» **Source**:
--- --- ---

The world's principal religions and spiritual traditions may be classified into a small number of major groups, though this is not a uniform practice. This theory began in the 18th century with the goal of recognizing the relative levels of civility in different societies, but this practice has since fallen into disrepute in many contemporary cultures.

History of religious categories

Christian categorizations
Initially, Christians had a simple dichotomy of world beliefs: Christian civility versus foreign heresy or barbarity. In the 18th century, "heresy" was clarified to mean Judaism and Islam; along with paganism, this created a fourfold classification which spawned such works as John Toland's Nazarenus, or Jewish, Gentile, and Mahometan Christianity, which represented the three Abrahamic religions as different "nations" or sects within religion itself, the "true monotheism."

Daniel Defoe described the original definition as follows: "Religion is properly the Worship given to God, but 'tis also applied to the Worship of Idols and false Deities." At the turn of the 19th century, in between 1780 and 1810, the language dramatically changed: instead of "religion" being synonymous with spirituality, authors began using the plural, "religions," to refer to both Christianity and other forms of worship. Therefore, Hannah Adams's early encyclopedia, for example, had its name changed from An Alphabetical Compendium of the Various Sects... to A Dictionary of All Religions and Religious Denominations.

In 1838, the four-way division of Christianity, Judaism, Mahommedanism (archaic terminology for Islam) and paganism was multiplied considerably by Josiah Conder's Analytical and Comparative View of All Religions Now Extant among Mankind. Conder's work still adhered to the four-way classification, but in his eye for detail he puts together much historical work to create something resembling the modern Western image: he includes Druze, Yazidis, Mandaeans, and Elamites under a list of possibly monotheistic groups, and under the final category, of "polytheism and pantheism," he listed Zoroastrianism, "Vedas, Puranas, Tantras, Reformed sects" of India as well as "Brahminical idolatry," Buddhism, Jainism, Sikhism, Lamaism, "religion of China and Japan," and "illiterate superstitions" as others.

The modern meaning of the phrase "world religion," putting non-Christians at the same level as Christians, began with the 1893 Parliament of the World's Religions in Chicago. The Parliament spurred the creation of a dozen privately funded lectures with the intent of informing people of the diversity of religious experience: these lectures funded researchers such as William James, D. T. Suzuki, and Alan Watts, who greatly influenced the public conception of world religions.

In the latter half of the 20th century, the category of "world religion" fell into serious question, especially for drawing parallels between vastly different cultures, and thereby creating an arbitrary separation between the religious and the secular.

Islam categorizations
In Islam, the Quran mentions three different categories: Muslims, the People of the Book, and idol worshipers.

Classification

Religious traditions fall into super-groups in comparative religion, arranged by historical origin and mutual influence. Abrahamic religions originate in West Asia, Indian religions in the Indian subcontinent (South Asia) and East Asian religions in East Asia. Another group with supra-regional influence are Afro-American religion, which have their origins in Central and West Africa.

--- --- ---

» **Supplied entries**:
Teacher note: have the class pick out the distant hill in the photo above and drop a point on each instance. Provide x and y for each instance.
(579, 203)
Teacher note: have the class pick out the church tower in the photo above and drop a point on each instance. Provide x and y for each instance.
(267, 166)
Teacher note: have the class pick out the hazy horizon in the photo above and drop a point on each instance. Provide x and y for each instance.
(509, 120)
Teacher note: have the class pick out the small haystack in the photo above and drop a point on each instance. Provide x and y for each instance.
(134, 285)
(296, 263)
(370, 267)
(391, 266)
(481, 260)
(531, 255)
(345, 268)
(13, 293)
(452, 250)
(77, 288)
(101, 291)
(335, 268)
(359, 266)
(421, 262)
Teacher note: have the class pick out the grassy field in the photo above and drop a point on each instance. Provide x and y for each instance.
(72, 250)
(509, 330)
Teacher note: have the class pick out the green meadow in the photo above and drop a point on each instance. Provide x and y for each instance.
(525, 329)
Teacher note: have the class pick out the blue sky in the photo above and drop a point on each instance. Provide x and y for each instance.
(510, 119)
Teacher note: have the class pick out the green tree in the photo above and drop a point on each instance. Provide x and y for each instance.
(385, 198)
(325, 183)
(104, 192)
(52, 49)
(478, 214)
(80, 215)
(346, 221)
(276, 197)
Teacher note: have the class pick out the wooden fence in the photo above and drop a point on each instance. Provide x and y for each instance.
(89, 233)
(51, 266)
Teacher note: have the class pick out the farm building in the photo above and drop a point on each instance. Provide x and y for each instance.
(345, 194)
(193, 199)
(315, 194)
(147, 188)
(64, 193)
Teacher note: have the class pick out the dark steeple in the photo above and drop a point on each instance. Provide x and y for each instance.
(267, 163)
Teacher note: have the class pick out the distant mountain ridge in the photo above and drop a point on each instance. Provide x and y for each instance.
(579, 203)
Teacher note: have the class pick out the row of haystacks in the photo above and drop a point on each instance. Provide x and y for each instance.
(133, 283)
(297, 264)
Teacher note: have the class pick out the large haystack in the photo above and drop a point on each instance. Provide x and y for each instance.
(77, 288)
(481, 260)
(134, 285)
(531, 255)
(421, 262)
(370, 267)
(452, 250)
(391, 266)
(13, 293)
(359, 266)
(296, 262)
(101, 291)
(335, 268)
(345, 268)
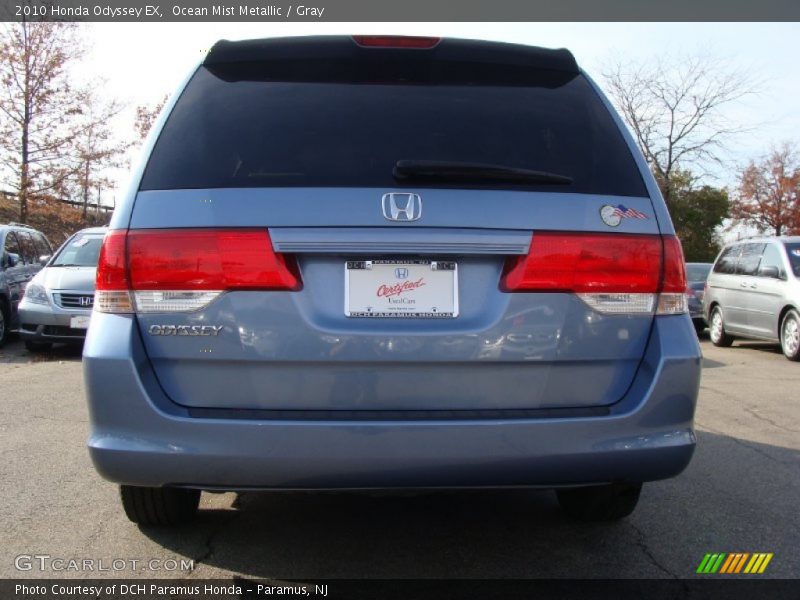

--- --- ---

» **Given task 1**: Quote the stretch of the passage on the classification of religions from "The modern meaning" through "and idol worshipers.".
» **Given task 2**: Render into Spanish this sentence from the passage on the classification of religions: "In Islam, the Quran mentions three different categories: Muslims, the People of the Book, and idol worshipers."

» **Final result 1**:
The modern meaning of the phrase "world religion," putting non-Christians at the same level as Christians, began with the 1893 Parliament of the World's Religions in Chicago. The Parliament spurred the creation of a dozen privately funded lectures with the intent of informing people of the diversity of religious experience: these lectures funded researchers such as William James, D. T. Suzuki, and Alan Watts, who greatly influenced the public conception of world religions.

In the latter half of the 20th century, the category of "world religion" fell into serious question, especially for drawing parallels between vastly different cultures, and thereby creating an arbitrary separation between the religious and the secular.

Islam categorizations
In Islam, the Quran mentions three different categories: Muslims, the People of the Book, and idol worshipers.

» **Final result 2**: En el islam, el Corán menciona tres categorías diferentes: los musulmanes, la Gente del Libro y los adoradores de ídolos.